* _The task_
Copy out all of the entries, keeping every word the same.

* _Collected data entries_
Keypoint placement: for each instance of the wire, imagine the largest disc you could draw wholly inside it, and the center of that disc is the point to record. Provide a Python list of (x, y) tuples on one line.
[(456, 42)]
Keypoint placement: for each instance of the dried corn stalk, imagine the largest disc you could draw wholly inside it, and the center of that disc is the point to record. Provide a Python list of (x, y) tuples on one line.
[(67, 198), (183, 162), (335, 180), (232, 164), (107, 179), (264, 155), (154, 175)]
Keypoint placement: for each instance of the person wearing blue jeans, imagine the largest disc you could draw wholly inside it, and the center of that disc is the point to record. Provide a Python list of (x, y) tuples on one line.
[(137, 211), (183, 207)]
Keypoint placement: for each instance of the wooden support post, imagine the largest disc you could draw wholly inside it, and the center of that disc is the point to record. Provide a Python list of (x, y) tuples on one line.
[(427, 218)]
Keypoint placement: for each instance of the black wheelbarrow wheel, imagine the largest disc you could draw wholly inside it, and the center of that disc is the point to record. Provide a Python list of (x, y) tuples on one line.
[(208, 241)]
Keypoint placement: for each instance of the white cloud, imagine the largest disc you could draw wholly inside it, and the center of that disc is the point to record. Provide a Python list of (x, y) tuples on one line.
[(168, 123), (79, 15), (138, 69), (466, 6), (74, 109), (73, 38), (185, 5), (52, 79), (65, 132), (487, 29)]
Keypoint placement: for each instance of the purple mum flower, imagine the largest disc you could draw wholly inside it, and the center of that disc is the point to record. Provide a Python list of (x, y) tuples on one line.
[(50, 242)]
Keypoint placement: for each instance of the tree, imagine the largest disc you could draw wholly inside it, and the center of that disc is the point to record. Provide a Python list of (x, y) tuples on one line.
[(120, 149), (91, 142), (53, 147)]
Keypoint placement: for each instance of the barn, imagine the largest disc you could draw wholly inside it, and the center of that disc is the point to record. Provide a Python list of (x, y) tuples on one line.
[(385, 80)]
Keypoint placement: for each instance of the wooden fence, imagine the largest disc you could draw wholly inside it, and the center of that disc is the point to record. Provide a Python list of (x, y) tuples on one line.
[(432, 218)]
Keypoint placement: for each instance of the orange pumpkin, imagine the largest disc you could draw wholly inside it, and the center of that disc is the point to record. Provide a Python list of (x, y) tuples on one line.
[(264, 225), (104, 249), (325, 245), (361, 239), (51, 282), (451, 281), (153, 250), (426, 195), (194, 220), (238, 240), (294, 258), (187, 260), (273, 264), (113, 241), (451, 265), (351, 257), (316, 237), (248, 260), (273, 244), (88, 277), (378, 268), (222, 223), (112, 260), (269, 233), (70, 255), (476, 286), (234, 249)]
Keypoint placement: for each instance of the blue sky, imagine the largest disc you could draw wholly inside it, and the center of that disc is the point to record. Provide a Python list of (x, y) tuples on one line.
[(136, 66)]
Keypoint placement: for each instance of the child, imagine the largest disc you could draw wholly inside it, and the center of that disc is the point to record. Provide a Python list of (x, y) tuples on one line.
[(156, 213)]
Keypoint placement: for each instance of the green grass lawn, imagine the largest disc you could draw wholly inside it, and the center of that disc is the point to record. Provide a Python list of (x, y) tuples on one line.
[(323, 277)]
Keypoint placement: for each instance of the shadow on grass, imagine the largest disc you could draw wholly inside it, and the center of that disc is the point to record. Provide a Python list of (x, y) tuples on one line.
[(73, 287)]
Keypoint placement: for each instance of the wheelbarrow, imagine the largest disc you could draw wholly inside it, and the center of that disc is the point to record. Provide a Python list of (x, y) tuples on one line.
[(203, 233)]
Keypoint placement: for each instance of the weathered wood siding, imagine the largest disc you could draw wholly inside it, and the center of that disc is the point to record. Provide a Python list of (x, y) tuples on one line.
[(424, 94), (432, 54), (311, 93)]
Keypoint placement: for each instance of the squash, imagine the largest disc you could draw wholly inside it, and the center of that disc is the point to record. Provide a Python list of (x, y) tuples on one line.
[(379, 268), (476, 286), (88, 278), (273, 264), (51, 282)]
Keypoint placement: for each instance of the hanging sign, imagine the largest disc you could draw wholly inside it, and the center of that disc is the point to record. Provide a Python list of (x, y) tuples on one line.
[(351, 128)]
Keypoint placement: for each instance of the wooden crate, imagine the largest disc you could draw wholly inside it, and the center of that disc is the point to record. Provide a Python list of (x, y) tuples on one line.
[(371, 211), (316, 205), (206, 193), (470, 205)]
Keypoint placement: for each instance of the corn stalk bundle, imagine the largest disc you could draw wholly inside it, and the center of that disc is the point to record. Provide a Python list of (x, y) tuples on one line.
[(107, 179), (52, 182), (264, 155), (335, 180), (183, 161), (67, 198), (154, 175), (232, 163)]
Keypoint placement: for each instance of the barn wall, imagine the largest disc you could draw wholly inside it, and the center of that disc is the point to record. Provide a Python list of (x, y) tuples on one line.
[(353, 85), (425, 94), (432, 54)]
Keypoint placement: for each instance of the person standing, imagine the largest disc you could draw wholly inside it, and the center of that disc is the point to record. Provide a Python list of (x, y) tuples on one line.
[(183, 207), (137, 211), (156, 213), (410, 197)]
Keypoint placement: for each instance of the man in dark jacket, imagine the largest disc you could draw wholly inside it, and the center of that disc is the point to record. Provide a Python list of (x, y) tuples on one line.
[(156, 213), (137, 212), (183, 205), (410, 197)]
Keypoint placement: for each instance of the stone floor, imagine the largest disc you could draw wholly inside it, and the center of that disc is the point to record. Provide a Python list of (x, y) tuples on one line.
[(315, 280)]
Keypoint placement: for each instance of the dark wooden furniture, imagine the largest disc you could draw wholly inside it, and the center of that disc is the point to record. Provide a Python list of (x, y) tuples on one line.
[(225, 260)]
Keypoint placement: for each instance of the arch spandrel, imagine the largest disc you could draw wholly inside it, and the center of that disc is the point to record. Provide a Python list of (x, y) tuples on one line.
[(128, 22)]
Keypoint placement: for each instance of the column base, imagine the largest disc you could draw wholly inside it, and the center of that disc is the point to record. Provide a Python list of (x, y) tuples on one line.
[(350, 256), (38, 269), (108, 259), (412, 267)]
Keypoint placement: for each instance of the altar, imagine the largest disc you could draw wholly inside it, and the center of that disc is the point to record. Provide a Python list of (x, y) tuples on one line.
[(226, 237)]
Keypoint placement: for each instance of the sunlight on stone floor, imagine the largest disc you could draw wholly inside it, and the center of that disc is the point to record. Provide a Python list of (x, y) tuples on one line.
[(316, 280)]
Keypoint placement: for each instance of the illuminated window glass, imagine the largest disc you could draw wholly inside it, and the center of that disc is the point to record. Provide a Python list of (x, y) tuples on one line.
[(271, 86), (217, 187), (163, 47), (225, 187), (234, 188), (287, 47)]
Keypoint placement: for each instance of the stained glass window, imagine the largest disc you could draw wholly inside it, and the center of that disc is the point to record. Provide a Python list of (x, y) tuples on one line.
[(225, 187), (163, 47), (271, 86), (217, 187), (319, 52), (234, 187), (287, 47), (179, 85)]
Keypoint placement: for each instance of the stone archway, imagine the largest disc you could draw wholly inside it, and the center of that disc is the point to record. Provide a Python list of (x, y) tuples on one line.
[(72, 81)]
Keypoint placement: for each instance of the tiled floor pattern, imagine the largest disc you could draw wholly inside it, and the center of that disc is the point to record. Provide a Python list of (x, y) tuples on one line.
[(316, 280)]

* _Task solution_
Keypoint placement: for each instance of the wire, imagine the largest disc you could draw wholly inside it, and the center of that disc is the point to record. Provide a Python list of (x, y) tuples on one line.
[(456, 42)]
Keypoint placement: for each instance of the dried corn stalk, imagine the largest disc you could draw wholly inside it, and the center of that disc is the point to record. Provide a Python list of (x, y) tuples on one line.
[(67, 198), (183, 162), (335, 180), (232, 164), (107, 179), (264, 155), (154, 175)]
Keypoint placement: for each instance of the person wearing blue jeans, imagine the largest disc you could draw wholly inside it, and the center of that disc is the point to record. Provide a Python list of (x, y) tuples on one line.
[(137, 211), (183, 207)]
Keypoint placement: for each instance of the wooden support post, imagine the largest disc you could draw wholly inside it, and the center of that disc is the point to record. Provide a Python list of (x, y) tuples on one line.
[(427, 218)]
Keypoint placement: for each instance of the black wheelbarrow wheel, imagine the largest disc you could draw wholly inside it, and the center of that disc is the point to record. Provide a Python list of (x, y) tuples on one line.
[(208, 241)]
Keypoint placement: for each instance of the white cloud, imagine the largest disc you could draw wholly inside it, and the center of that disc is the point to record. Provide a Python list of (x, y) tuples on one line.
[(168, 123), (79, 15), (138, 69), (466, 6), (74, 109), (73, 38), (185, 5), (52, 79), (65, 132), (487, 29)]
Keypoint placement: for each instance of the purple mum flower, imagine the largest disc you could draw wholly inside it, and the center of that disc is the point to record. Provide a Python list of (x, y) tuples on one line.
[(50, 242)]
Keypoint placement: for each instance of the tree, imagine the largest disc you could draw wholly inside it, and the center of that disc is the point to record. Provide a Python list of (x, y) tuples on one line.
[(120, 149), (91, 142), (53, 147)]
Keypoint placement: for each instance of the barn, imagine the largest disc you could draw wholly inside it, and the center of that disc is the point to record. Provide a Python list of (x, y) tuples on one line.
[(385, 80)]
Keypoint placement: for each instance of the wooden fence, imagine the largest disc you could draw wholly inside it, and the center of that disc is the point to record. Provide a Python list of (x, y) tuples on one line.
[(432, 218)]
Keypoint placement: for each instance of the orange pumpkin, imagine the largest disc you could draw wholly inside it, and the center of that disc is the point to record. Provide a Python list of (x, y) tuples on one line.
[(264, 225), (104, 249), (325, 245), (361, 239), (51, 282), (451, 281), (153, 250), (426, 195), (194, 220), (238, 240), (294, 258), (187, 260), (273, 264), (113, 241), (451, 265), (351, 257), (316, 237), (248, 260), (273, 244), (88, 277), (378, 268), (222, 223), (112, 260), (269, 233), (70, 255), (476, 286), (234, 249)]
Keypoint placement: for each instance of the blue sky, imagine the largest disc you could draw wholly inside it, and the center of that disc is the point to record. Provide a Python list of (x, y) tuples on one line.
[(136, 66)]
Keypoint placement: for each instance of the child, imagine the largest disc you could draw wholly inside it, and the center of that disc is the point to record. Provide a Python list of (x, y) tuples on one line.
[(156, 213)]
Keypoint placement: for each instance of the green grass lawn, imagine the largest disc you could draw wholly inside it, and the center of that disc is the point to record. Provide a Python list of (x, y) tuples on one line.
[(323, 277)]
Keypoint placement: for each instance of the shadow on grass, imagine the largest disc you could draw wholly inside it, and the center of that disc is the point to record. Provide a Python list of (x, y) tuples on one line.
[(73, 287)]
Keypoint placement: for each instance of the wheelbarrow, imagine the largest disc you could draw wholly inside it, and the center of that disc is the point to record. Provide a Python list of (x, y) tuples on one line.
[(203, 233)]
Keypoint placement: for each instance of the weathered wood siding, imagine the largest disc you could draw wholly inside it, and the center of that disc is the point to record. Provide a Python list of (x, y) tuples on one line.
[(424, 94), (432, 54), (311, 93)]
Keypoint placement: for each instance of the squash, imagine the largest disc you could draw wholly inside it, and the center of that disc is the point to record. Provide a Python list of (x, y) tuples on one line.
[(379, 268), (476, 286), (88, 278), (273, 264), (51, 282)]
Keypoint placement: for each instance of the hanging sign, imagine the largest disc you could draw wholly inside it, and the center of that disc is the point to record. Provide a Python list of (x, y) tuples on one line.
[(351, 128)]
Keypoint placement: for each instance of the wooden crate, imagine the largest disc you could draw wholly inside it, and the center of that disc is the point to record. Provide a Python list of (x, y) tuples on one line.
[(371, 211), (316, 205), (206, 193), (470, 205)]
Keypoint placement: for each instance of the corn stalk bundle, imagine the largest disc you could draw wholly inside it, and the center of that disc is the point to record. Provide a Python list of (x, y) tuples on one line.
[(107, 179), (52, 182), (264, 155), (335, 180), (183, 161), (67, 198), (154, 175), (232, 163)]
Keypoint placement: for each instance of the barn wall, imagine the largest disc you could draw wholly inside it, and the center of that disc is the point to record. Provide a Python list of (x, y) tuples on one line.
[(353, 85), (425, 94), (432, 54)]
Keypoint placement: for each instance of the person standing, imagine the largest disc you could draw wholly inside it, and the center of that disc is the point to record. Provide a Python list of (x, y) tuples on one line.
[(183, 207), (137, 211), (156, 213), (410, 197)]
Keypoint placement: for each instance of the man in dark jacket, imagine the largest disc you could draw wholly inside it, and the center of that disc is the point to record. Provide a Python list of (x, y) tuples on one line.
[(156, 213), (137, 212), (183, 205), (410, 197)]
Keypoint placement: for each instance of the stone floor, imagine the largest disc you could draw wholly inside it, and the center of that disc is the point to record. Provide a Python list of (x, y) tuples on one line.
[(315, 280)]
Keypoint placement: for each instance of the dark wooden furniture, imagine the largest disc you could draw wholly inside it, and the center of that disc is the point to record. Provide a Python list of (x, y) tuples on one line.
[(225, 260)]
Keypoint placement: for each instance of the arch spandrel, imagine the largest disc you could draw wholly inside it, and the center of that disc is the point to record. Provide a Python list of (x, y) tuples on one line.
[(128, 22)]
Keypoint placement: for each instance of the column base, imagine the largest disc you could draw wholly inside it, and the center of that disc is the point to record. Provide a Python list of (x, y) tuples on one line.
[(350, 256), (38, 269), (108, 259), (412, 267)]
Keypoint placement: for each instance of the altar, imagine the largest disc you could draw wholly inside it, and the center of that disc is the point to record. Provide a Python list of (x, y) tuples on one line.
[(226, 237)]
Keypoint placement: for each instance of the sunlight on stone floor, imagine the largest disc you could draw wholly inside it, and the center of that disc is the point to record. Provide a Python list of (x, y) tuples on one line.
[(316, 280)]
Keypoint placement: for each instance of the illuminated window glass, imagine the largest disc you could draw wholly inside it, and the center of that disc is the point to record. Provide a Python list of (x, y) tuples on one line.
[(271, 86), (217, 187), (163, 47), (225, 187), (234, 188), (287, 47)]
Keypoint placement: for each instance of the stained glass window, imagine the largest disc you could draw wholly inside it, and the center of that disc is the point to record. Provide a Python list of (x, y) tuples on one line.
[(225, 187), (163, 47), (271, 86), (217, 187), (319, 52), (234, 187), (287, 47), (179, 85)]
Keypoint placement: for each instance of the stone archway, imagine the largest disc you could draw wholly inside it, and the center of that disc is the point to record. Provide a Python list of (x, y) tuples on one line.
[(72, 81)]
Keypoint placement: for each instance of the tiled floor pattern, imagine the largest disc you could draw wholly inside it, and the center of that disc is the point to record. Provide a Python list of (x, y) tuples on one line.
[(316, 280)]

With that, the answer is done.